**SHORT EXERCISE 1**
In the brief excerpt, which entity is affiant Tom Martin said to be employed by?

And further, the Appellant objected to the Exhibit(s) “A”, and “B”, included
15
in Appellee’s second amended motion for summary judgment and identified as
“Notice of Closure of New South Federal Savings Bank and Appointment of FDIC
as Receiver” and “Purchase and Assumption Agreement” respectively. Neither
Exhibit “A” nor Exhibit “B” were properly identified or authenticated. Such
records do not constitute business records of the Appellee LPP MORTGAGE,
LTD., or CLMG Corp., the entity by which the affiant Tom Martin purportedly is
employed. Further, Affiant Tom Martin alleges to have reviewed “records relating
to Beal Bank’s acquisition of assets from the FDIC”, but such allegation does not
impart personal knowledge or competence to provide summary judgment evidence
as to the information contained in such records, as Affiant Tom Martin is neither
an authorized agent nor the custodian of records for Beal Bank or the FDIC and
cannot even identify the records purportedly reviewed. Thus, the Affiant Tom
Martin was not qualified to identify or authenticate the Exhibit(s) “A” and “B”,
and such items are outside the scope of Affiant’s purported authority and
knowledge. Such Exhibit(s) “A” and “B” are therefore inadmissible for failure to
properly identify and authenticate same. Moreover, nothing in such instrument(s)

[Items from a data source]
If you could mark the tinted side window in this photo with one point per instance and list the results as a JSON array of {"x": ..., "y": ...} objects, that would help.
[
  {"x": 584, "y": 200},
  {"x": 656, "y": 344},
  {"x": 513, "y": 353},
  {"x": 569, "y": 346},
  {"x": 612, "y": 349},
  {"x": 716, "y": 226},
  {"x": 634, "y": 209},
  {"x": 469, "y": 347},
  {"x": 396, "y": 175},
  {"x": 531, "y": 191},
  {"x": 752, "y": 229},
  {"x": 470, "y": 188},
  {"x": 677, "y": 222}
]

**SHORT EXERCISE 2**
Reproduce every one of the rows above in full, including the request lines. Multiply each x and y coordinate in the answers by 1.75 and round to whole numbers, with halves rounded up.

**SOLUTION 1**
CLMG Corp.

**SOLUTION 2**
If you could mark the tinted side window in this photo with one point per instance and list the results as a JSON array of {"x": ..., "y": ...} objects, that would help.
[
  {"x": 1022, "y": 350},
  {"x": 1148, "y": 602},
  {"x": 898, "y": 618},
  {"x": 996, "y": 606},
  {"x": 1071, "y": 611},
  {"x": 1253, "y": 396},
  {"x": 1110, "y": 366},
  {"x": 821, "y": 607},
  {"x": 693, "y": 306},
  {"x": 929, "y": 334},
  {"x": 1316, "y": 401},
  {"x": 823, "y": 329},
  {"x": 1185, "y": 389}
]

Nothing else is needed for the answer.